-------- DATASET ENTRIES

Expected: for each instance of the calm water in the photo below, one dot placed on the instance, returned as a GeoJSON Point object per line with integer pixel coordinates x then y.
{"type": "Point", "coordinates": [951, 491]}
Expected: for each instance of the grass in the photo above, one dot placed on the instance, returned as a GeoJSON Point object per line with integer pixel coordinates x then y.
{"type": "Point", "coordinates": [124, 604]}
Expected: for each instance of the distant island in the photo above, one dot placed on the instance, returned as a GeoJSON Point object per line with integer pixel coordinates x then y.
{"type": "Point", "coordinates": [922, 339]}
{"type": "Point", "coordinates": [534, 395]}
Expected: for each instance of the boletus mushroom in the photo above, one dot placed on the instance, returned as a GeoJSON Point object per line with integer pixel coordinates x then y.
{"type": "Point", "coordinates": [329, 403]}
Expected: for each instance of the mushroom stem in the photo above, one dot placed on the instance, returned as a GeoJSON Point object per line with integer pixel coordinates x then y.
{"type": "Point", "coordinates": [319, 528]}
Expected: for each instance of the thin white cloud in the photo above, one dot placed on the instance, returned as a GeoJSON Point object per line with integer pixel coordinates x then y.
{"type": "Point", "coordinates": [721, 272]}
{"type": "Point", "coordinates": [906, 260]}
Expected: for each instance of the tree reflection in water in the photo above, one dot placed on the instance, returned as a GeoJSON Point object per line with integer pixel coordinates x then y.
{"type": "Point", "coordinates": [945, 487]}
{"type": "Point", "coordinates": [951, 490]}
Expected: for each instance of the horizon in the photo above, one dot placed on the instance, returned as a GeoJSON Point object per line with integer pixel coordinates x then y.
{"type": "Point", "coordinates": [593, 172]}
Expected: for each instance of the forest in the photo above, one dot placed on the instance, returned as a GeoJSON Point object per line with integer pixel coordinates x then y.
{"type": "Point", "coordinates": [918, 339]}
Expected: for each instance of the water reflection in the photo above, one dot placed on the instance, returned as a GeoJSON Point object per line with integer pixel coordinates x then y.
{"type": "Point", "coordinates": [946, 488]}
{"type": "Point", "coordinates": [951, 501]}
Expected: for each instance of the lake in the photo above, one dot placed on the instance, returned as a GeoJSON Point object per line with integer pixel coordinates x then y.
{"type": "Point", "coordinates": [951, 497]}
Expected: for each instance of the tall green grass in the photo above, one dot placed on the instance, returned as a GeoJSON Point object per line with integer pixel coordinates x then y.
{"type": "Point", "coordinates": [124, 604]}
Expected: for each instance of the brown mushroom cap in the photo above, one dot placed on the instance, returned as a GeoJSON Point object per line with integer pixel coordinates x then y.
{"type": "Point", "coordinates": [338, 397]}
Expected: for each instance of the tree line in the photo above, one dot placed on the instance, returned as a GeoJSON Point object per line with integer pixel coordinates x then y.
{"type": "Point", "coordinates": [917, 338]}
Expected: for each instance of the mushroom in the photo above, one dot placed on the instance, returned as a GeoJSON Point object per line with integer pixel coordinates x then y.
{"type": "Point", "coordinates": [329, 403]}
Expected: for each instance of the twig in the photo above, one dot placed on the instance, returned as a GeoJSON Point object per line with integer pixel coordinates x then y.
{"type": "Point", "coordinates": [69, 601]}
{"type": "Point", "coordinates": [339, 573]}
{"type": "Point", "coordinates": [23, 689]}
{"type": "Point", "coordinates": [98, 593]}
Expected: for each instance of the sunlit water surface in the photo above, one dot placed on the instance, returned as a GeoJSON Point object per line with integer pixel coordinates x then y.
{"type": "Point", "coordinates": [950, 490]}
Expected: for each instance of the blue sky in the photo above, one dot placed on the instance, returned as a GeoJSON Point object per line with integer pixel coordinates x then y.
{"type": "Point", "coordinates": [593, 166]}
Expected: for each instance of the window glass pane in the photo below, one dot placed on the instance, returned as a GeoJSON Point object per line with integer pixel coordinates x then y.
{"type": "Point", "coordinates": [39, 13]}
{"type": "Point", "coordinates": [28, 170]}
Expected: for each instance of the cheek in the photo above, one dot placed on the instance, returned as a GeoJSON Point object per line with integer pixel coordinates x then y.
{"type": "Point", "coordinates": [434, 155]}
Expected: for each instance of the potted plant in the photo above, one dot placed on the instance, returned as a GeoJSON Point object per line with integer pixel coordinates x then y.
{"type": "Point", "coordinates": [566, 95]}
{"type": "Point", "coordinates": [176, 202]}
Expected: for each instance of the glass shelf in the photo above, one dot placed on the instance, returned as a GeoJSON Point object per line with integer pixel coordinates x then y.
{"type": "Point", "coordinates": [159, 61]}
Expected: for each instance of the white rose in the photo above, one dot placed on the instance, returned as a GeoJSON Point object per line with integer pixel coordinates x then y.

----------------

== INSTRUCTIONS TO FOLLOW ==
Please print every item above word for word, with no changes.

== TASK RESULT ==
Expected: for each instance of the calm water in the photo below, one dot placed on the instance, returned as a GeoJSON Point object per line with integer pixel coordinates x then y.
{"type": "Point", "coordinates": [951, 491]}
Expected: for each instance of the grass in the photo above, one dot placed on the instance, returned as a GeoJSON Point object per line with integer pixel coordinates x then y.
{"type": "Point", "coordinates": [124, 604]}
Expected: for each instance of the distant island in the photo above, one dot placed on the instance, returned as a GeoJSON Point object per line with integer pixel coordinates x then y.
{"type": "Point", "coordinates": [922, 339]}
{"type": "Point", "coordinates": [534, 395]}
Expected: for each instance of the boletus mushroom in the photo above, one dot placed on the instance, returned as a GeoJSON Point object per line with integer pixel coordinates x then y.
{"type": "Point", "coordinates": [329, 403]}
Expected: for each instance of the mushroom stem in the photo above, one dot placed on the instance, returned as a GeoJSON Point object per line with integer pixel coordinates x then y.
{"type": "Point", "coordinates": [319, 528]}
Expected: for each instance of the thin white cloud in the photo above, one dot placed on the instance, returned as a GeoJSON Point object per line with integer pixel coordinates x then y.
{"type": "Point", "coordinates": [721, 272]}
{"type": "Point", "coordinates": [906, 260]}
Expected: for each instance of the tree reflection in water in the photo above, one dot placed on the instance, returned as a GeoJSON Point object per line with integer pixel coordinates x then y.
{"type": "Point", "coordinates": [945, 487]}
{"type": "Point", "coordinates": [951, 490]}
Expected: for each instance of the horizon in the photo above, one dot placed on the instance, returned as a GeoJSON Point object per line with integer pixel coordinates x then y.
{"type": "Point", "coordinates": [593, 172]}
Expected: for each instance of the forest in the photo above, one dot placed on the instance, returned as a GeoJSON Point object per line with integer pixel coordinates x then y.
{"type": "Point", "coordinates": [918, 339]}
Expected: for each instance of the water reflection in the photo above, one dot placed on the instance, returned as a GeoJSON Point object per line with integer pixel coordinates x then y.
{"type": "Point", "coordinates": [946, 488]}
{"type": "Point", "coordinates": [951, 501]}
Expected: for each instance of the lake in the photo above, one dot placed on the instance, returned as a GeoJSON Point object per line with integer pixel coordinates x then y.
{"type": "Point", "coordinates": [951, 497]}
Expected: for each instance of the tall green grass in the photo above, one dot placed on the instance, returned as a GeoJSON Point object per line with integer pixel coordinates x then y.
{"type": "Point", "coordinates": [124, 604]}
Expected: for each instance of the brown mushroom cap in the photo above, one dot placed on the instance, returned as a GeoJSON Point object per line with integer pixel coordinates x then y.
{"type": "Point", "coordinates": [338, 397]}
Expected: for each instance of the tree line in the photo above, one dot placed on the instance, returned as a GeoJSON Point object per line with integer pixel coordinates x then y.
{"type": "Point", "coordinates": [917, 338]}
Expected: for each instance of the mushroom in the photo above, one dot placed on the instance, returned as a GeoJSON Point object per line with integer pixel coordinates x then y.
{"type": "Point", "coordinates": [329, 403]}
Expected: for each instance of the twig in the photo above, one dot placed on the instance, returned as a GeoJSON Point object per line with integer pixel coordinates x then y.
{"type": "Point", "coordinates": [69, 601]}
{"type": "Point", "coordinates": [339, 573]}
{"type": "Point", "coordinates": [23, 689]}
{"type": "Point", "coordinates": [98, 593]}
Expected: for each instance of the sunlit water surface in the photo above, one dot placed on the instance, returned as a GeoJSON Point object per line with integer pixel coordinates x then y.
{"type": "Point", "coordinates": [950, 490]}
Expected: for each instance of the blue sky in the photo above, one dot placed on the instance, returned as a GeoJSON Point object per line with integer pixel coordinates x then y.
{"type": "Point", "coordinates": [593, 166]}
Expected: for each instance of the window glass pane in the photo below, one dot placed on the instance, returned as a GeoJSON Point object per line with integer pixel coordinates x then y.
{"type": "Point", "coordinates": [39, 13]}
{"type": "Point", "coordinates": [28, 170]}
Expected: for each instance of the cheek in the photo above, one dot placed on the instance, returned as a GeoJSON Point object per line with integer pixel coordinates x then y.
{"type": "Point", "coordinates": [434, 155]}
Expected: for each instance of the potted plant in the photo above, one dot placed on the instance, returned as a GeoJSON Point object per line with integer pixel coordinates x then y.
{"type": "Point", "coordinates": [566, 95]}
{"type": "Point", "coordinates": [176, 202]}
Expected: for each instance of the glass shelf in the photo above, one dot placed on the instance, returned as a GeoJSON Point object per line with integer pixel coordinates x then y.
{"type": "Point", "coordinates": [159, 61]}
Expected: for each instance of the white rose in the photo above, one dot placed on the instance, returned as a GeoJSON Point object per line with integer pixel coordinates x then y.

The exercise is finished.